Exercise details: Rewrite the entries starting at the line containing "like x=247, y=140." and ending at the line containing "x=119, y=152", changing every "Query" to "Prompt" and leaving everything else unchanged.

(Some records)
★ ★ ★ ★ ★ ★ ★

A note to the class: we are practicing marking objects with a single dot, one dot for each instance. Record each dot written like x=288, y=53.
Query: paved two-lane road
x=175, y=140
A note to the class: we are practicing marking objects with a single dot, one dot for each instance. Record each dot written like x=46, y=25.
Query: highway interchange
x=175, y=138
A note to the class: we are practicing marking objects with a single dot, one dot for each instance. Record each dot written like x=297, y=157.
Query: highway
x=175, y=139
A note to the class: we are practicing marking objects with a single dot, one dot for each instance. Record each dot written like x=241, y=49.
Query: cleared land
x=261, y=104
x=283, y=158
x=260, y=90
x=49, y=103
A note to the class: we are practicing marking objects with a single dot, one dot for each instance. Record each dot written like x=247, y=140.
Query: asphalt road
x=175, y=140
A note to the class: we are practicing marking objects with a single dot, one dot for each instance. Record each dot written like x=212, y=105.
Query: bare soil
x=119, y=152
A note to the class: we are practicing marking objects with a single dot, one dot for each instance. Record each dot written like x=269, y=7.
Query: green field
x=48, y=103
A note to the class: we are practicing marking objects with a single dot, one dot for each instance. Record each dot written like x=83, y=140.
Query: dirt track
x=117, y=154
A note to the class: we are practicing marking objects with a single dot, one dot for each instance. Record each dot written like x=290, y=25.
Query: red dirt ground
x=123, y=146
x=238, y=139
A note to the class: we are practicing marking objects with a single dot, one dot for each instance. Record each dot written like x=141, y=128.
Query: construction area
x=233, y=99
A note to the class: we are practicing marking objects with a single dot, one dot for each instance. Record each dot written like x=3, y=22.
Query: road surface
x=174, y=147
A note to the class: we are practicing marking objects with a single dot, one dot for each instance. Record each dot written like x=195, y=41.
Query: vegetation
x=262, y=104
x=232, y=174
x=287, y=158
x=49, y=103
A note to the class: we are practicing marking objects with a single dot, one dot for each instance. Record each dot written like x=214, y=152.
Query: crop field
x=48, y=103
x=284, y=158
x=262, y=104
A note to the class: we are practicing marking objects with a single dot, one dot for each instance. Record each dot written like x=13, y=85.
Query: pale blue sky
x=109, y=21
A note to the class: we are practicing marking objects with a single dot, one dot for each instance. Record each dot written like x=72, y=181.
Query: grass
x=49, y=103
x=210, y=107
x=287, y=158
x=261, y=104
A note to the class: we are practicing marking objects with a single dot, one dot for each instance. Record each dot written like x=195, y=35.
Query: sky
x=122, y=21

★ ★ ★ ★ ★ ★ ★

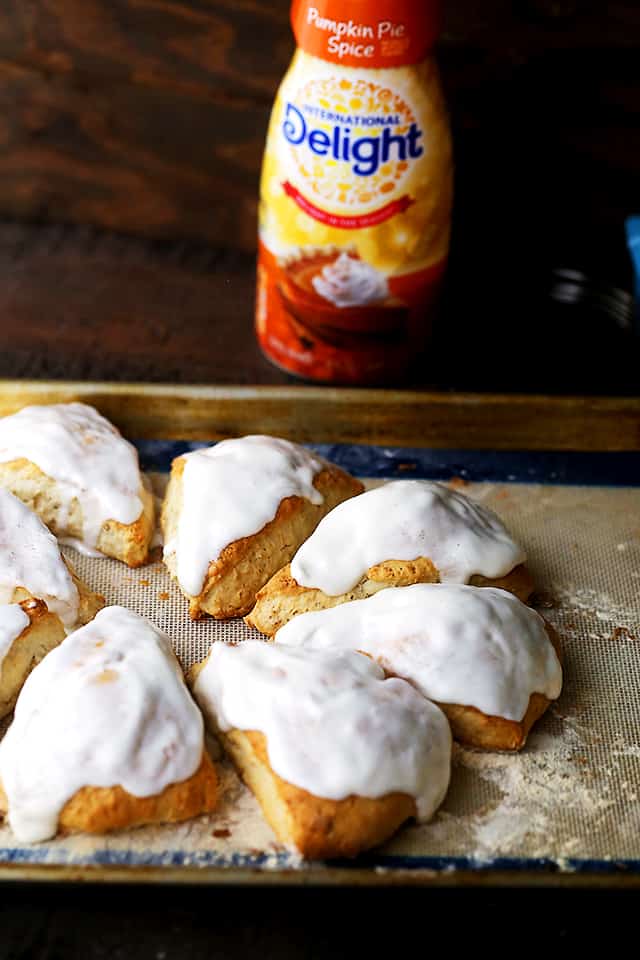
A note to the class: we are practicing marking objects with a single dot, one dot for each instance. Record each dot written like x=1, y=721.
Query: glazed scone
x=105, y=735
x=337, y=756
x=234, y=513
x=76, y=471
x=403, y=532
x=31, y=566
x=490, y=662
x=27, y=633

★ ★ ★ ★ ★ ★ ★

Worked solution:
A note to the class: we are practicing marking objects with a single dot, one dot for each instance. Record each dot written like x=247, y=140.
Prompt: asphalt road
x=175, y=140
A note to the class: we are practicing marking objects with a single dot, one dot for each instance. Record each dot written like x=212, y=105.
Prompt: bare soil
x=119, y=152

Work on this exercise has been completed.